## [What the task requires]
Please replace "withheld" with "denied" in the licensing provisions and write out the stretch from "2.3. PE'S RIGHT" through "be withheld unreasonably." with that change.

2.3. PE'S RIGHT TO SUBLICENSE. PE shall have the right to sublicense
its rights under the Exclusive PE License and the Non-exclusive
PE License (collectively, the "PE License"), provided that no
such sublicense shall be granted unless Quantech has first
approved the terms of the sublicense agreement, which approval
shall not be withheld unreasonably.


3. LICENSE TO QUANTECH


3.1. QUANTECH LICENSE. Subject to the terms and conditions of this
Agreement, PE hereby grants to Quantech a non-terminable,
royalty-free exclusive license (the "Quantech License") under any
PE Intellectual Property which arises from a joint development
effort with Quantech to make, have made for it, use, and sell
Licensed Products throughout the Territory for Medical
Diagnostics. Quantech and PE agree to negotiate in good faith a
license of commensurate scope for any PE Intellectual Property
which does not arise from a joint development effort with
Quantech and any other proprietary technology under which
Quantech would need to be licensed to exploit the Quantech
License and under which PE has the right to grant a license or
sublicense.

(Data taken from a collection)
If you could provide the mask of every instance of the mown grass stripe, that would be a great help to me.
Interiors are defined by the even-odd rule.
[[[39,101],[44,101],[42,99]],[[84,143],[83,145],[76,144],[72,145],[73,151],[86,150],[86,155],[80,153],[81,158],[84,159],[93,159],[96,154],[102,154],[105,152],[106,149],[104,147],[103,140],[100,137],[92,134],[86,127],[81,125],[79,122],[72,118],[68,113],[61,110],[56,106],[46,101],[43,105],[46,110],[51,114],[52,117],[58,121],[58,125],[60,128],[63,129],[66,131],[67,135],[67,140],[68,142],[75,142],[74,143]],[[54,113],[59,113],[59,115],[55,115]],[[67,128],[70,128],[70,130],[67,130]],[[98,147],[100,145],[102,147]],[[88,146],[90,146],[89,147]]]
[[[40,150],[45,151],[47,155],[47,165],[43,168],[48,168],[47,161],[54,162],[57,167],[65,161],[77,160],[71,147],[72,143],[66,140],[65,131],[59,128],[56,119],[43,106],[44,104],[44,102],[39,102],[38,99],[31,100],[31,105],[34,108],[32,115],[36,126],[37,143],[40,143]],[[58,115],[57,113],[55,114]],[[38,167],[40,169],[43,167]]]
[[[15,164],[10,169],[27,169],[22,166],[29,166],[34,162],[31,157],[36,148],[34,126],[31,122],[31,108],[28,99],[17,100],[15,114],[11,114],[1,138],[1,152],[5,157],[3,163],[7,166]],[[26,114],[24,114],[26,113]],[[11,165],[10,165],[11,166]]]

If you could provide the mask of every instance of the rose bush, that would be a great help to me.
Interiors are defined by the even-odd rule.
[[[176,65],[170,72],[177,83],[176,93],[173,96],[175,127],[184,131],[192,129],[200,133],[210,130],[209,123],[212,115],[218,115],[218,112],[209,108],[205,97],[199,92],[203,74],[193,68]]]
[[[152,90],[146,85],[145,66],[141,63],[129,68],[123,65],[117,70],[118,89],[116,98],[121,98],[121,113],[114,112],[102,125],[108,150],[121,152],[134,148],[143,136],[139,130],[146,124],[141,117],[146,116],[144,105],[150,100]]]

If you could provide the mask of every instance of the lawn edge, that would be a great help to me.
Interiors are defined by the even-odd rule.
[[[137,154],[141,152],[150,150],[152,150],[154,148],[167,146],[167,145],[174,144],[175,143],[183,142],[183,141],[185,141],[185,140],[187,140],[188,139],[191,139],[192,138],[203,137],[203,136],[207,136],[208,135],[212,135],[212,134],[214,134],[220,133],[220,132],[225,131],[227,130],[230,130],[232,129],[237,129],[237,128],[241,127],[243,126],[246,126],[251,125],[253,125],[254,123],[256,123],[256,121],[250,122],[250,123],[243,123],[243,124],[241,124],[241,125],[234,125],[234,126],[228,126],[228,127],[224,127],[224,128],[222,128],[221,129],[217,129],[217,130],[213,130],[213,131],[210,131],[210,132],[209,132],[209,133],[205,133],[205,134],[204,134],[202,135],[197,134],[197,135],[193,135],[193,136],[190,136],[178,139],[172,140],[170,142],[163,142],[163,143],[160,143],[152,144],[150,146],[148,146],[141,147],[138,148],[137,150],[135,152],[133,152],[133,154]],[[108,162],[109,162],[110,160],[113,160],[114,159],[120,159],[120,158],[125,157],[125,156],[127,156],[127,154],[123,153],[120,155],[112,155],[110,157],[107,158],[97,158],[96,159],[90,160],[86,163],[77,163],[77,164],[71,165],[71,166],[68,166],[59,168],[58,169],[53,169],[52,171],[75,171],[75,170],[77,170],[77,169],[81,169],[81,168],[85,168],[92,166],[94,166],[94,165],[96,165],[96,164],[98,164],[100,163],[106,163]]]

## [Expected answer]
2.3. PE'S RIGHT TO SUBLICENSE. PE shall have the right to sublicense
its rights under the Exclusive PE License and the Non-exclusive
PE License (collectively, the "PE License"), provided that no
such sublicense shall be granted unless Quantech has first
approved the terms of the sublicense agreement, which approval
shall not be denied unreasonably.